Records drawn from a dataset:

((

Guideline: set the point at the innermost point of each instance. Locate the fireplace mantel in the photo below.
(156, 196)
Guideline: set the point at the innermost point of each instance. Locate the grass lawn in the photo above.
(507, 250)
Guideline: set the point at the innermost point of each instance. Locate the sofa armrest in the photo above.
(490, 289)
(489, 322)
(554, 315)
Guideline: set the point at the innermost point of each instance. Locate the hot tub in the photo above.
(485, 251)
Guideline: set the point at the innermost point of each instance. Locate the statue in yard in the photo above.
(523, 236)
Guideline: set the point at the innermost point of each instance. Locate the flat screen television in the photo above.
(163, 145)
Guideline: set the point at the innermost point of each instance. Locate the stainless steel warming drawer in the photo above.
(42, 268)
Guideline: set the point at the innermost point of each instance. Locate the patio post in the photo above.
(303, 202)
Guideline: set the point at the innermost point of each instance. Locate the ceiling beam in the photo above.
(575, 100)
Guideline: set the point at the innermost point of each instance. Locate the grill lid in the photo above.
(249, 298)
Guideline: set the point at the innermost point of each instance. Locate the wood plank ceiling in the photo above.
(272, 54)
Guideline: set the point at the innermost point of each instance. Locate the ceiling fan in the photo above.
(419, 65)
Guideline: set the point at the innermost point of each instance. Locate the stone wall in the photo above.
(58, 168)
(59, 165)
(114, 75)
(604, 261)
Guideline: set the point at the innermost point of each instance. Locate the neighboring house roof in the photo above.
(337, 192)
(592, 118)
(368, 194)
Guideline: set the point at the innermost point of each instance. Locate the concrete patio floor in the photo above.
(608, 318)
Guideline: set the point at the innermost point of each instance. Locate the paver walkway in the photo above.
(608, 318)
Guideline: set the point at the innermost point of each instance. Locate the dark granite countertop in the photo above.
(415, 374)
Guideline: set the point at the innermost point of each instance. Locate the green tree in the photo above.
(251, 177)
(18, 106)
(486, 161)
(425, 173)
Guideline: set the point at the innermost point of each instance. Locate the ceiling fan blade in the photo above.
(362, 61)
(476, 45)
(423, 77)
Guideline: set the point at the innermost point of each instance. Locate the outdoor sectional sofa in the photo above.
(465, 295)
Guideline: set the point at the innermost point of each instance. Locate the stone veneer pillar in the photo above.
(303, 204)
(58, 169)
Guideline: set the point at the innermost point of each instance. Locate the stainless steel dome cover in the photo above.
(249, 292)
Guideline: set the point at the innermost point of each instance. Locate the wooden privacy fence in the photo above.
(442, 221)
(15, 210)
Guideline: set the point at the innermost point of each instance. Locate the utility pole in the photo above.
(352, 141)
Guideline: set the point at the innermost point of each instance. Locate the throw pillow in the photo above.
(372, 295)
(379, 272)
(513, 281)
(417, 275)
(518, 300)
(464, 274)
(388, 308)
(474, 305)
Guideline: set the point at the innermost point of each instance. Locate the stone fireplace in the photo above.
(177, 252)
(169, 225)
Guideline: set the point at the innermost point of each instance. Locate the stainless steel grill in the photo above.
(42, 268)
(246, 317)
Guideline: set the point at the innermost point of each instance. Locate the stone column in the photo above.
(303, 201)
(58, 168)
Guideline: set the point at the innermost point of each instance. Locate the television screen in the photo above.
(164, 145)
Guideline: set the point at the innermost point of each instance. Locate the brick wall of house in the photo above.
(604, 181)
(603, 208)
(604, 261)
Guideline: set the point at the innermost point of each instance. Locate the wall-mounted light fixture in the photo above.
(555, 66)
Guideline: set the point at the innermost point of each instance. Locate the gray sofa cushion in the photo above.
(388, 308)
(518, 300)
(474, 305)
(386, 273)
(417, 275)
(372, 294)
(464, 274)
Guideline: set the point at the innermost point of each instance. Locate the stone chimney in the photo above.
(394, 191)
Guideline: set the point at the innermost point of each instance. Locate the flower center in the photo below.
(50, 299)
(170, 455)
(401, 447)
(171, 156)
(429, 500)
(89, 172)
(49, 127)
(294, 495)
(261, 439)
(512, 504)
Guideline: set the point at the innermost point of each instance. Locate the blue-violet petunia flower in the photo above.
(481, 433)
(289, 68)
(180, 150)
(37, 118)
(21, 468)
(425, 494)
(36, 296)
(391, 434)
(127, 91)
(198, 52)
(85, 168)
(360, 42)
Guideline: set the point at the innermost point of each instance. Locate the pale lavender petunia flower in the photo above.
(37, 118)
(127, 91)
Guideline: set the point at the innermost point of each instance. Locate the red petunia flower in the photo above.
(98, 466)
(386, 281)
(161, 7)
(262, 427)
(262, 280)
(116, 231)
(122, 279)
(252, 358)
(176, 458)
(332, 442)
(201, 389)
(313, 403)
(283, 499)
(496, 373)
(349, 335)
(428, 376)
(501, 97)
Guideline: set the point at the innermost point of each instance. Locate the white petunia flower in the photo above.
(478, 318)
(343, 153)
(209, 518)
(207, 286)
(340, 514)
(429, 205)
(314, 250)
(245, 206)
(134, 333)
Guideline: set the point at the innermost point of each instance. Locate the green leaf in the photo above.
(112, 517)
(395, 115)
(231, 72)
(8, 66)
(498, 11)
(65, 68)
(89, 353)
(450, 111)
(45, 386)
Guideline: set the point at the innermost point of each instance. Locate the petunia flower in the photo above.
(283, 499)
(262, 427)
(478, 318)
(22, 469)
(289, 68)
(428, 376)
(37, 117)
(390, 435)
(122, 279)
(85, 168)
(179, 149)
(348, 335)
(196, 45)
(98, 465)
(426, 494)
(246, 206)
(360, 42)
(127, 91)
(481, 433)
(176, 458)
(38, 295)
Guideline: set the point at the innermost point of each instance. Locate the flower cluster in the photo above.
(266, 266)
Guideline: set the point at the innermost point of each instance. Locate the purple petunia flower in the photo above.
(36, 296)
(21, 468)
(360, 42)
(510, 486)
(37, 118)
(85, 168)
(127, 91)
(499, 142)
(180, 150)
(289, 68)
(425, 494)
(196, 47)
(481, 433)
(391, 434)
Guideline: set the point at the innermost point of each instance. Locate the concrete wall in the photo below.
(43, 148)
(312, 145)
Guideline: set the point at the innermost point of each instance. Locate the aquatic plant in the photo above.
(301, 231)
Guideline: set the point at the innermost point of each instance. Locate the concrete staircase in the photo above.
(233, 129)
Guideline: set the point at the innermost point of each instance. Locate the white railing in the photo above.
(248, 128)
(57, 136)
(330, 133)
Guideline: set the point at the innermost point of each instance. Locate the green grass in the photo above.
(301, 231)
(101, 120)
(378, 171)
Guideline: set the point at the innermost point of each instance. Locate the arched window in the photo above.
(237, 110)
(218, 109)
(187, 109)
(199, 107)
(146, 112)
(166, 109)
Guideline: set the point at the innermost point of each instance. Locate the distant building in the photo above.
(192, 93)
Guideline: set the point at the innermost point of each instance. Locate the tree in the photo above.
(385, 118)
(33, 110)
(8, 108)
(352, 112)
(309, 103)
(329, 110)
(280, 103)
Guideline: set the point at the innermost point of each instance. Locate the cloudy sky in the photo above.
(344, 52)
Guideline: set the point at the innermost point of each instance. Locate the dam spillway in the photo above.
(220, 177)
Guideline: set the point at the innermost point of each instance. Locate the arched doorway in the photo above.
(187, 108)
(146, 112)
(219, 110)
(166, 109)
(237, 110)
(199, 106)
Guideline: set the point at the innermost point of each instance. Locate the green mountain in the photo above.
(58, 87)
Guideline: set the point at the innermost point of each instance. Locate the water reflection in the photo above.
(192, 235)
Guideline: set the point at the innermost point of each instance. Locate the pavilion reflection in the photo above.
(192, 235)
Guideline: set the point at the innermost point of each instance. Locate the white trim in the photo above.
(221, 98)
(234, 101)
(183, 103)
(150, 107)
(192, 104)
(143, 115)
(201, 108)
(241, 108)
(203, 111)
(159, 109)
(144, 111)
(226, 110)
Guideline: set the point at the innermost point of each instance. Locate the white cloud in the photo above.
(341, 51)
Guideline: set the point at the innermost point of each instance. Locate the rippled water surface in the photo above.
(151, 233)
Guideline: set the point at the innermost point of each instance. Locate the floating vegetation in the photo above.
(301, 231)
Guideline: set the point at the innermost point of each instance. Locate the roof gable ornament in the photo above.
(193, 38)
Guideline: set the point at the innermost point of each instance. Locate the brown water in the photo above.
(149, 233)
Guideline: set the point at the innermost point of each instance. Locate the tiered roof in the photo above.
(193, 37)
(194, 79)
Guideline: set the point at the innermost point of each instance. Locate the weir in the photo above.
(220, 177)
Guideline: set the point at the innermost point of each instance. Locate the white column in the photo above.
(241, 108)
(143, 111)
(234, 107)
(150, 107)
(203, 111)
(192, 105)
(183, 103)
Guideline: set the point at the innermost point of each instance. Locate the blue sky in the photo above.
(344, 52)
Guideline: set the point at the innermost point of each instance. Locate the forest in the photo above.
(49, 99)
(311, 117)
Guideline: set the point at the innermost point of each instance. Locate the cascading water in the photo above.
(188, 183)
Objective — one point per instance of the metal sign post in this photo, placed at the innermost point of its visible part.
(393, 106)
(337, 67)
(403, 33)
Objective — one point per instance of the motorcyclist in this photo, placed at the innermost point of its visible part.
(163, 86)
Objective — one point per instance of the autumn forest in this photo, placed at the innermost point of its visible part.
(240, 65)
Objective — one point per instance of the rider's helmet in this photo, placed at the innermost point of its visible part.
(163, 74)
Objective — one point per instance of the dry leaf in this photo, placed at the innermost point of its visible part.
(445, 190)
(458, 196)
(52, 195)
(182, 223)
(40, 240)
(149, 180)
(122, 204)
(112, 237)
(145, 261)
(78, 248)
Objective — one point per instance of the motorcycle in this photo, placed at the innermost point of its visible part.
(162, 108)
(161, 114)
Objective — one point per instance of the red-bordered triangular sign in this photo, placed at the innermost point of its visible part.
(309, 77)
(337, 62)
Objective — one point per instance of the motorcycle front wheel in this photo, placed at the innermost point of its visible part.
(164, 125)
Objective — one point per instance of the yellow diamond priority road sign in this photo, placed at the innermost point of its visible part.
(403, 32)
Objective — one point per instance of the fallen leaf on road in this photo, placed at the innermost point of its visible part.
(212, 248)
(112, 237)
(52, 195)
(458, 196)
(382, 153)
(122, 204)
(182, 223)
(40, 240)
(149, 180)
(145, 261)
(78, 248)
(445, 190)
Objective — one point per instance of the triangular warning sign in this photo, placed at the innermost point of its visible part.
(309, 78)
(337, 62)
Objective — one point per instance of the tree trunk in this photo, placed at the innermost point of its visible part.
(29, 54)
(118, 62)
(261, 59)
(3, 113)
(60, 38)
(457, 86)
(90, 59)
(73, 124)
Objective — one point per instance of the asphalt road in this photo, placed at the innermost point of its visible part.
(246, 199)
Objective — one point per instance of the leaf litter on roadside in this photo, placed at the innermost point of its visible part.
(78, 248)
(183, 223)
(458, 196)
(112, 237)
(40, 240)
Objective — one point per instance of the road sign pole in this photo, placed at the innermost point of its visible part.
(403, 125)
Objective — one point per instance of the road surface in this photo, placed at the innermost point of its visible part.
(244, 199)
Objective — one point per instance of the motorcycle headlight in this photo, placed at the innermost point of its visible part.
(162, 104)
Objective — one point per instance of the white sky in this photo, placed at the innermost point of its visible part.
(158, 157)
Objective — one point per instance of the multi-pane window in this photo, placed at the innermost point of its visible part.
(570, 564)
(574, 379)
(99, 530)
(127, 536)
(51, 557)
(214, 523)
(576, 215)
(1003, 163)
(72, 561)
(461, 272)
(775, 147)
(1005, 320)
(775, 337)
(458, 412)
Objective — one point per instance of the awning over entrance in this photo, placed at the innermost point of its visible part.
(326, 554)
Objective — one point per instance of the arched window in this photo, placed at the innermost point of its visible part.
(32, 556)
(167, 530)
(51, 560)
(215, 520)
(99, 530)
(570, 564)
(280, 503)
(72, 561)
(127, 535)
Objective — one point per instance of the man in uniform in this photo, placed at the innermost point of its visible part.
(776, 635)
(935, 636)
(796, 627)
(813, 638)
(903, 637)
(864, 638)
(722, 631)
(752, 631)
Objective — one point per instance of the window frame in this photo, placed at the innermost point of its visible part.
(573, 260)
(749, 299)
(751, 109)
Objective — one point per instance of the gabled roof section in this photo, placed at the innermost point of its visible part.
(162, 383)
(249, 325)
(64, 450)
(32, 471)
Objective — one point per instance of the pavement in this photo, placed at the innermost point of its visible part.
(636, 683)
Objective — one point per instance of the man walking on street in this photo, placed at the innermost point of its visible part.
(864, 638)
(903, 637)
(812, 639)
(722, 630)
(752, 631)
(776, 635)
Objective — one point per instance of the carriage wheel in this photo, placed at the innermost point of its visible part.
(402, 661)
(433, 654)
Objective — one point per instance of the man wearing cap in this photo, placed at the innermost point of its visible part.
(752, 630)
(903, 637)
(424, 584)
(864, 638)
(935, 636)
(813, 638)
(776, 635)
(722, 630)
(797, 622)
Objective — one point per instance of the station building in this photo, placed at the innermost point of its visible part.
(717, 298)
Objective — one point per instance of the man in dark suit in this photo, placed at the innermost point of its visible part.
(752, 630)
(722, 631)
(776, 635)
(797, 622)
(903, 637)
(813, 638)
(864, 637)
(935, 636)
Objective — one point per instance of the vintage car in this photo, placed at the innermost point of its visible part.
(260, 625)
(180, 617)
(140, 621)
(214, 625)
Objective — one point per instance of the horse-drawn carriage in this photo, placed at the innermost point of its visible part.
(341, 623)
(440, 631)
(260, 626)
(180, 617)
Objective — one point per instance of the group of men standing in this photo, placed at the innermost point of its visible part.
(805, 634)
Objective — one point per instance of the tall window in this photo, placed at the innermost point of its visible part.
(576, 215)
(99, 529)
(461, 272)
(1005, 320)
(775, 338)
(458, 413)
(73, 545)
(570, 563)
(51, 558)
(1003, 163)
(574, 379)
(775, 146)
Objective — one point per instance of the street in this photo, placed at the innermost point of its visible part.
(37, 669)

))

The task:
Your response should consist solely of the lines from the one containing "Objective — one point per instance of the vintage" to the end of the entries, both ends included, exactly as they appear.

Written solution:
Objective — one point per instance of the vintage car in this photo, placed at the innermost point of its visible part.
(260, 625)
(180, 617)
(140, 621)
(214, 625)
Objective — one point per instance of the horse-drawn carriage in this photo, placed at the innermost point of its visible part.
(341, 623)
(440, 631)
(260, 626)
(180, 617)
Objective — one point per instance of the group of men standing in this photo, placed at the innermost point of its visible part.
(805, 634)
Objective — one point per instance of the tall window in this photo, placed at the innermost point of its visible part.
(576, 215)
(99, 529)
(461, 272)
(1005, 320)
(775, 338)
(458, 413)
(73, 545)
(570, 563)
(51, 558)
(1003, 163)
(574, 379)
(775, 146)
Objective — one point per instance of the street in this photo, placed at the innermost point of its visible part.
(37, 669)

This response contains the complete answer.